» **GIVEN TASK**:
Copy every one of the rows below verbatim, keeping each line in its original order and form.

» **RECORD SET**:
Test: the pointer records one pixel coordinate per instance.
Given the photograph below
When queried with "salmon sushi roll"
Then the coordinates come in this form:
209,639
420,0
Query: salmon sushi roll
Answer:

» **OUTPUT FOR THIS EXERCISE**:
Test: the pointer records one pixel coordinate per instance.
Given the photograph below
When queried with "salmon sushi roll"
Then the coordinates come in this form:
209,639
420,0
Query: salmon sushi roll
Answer:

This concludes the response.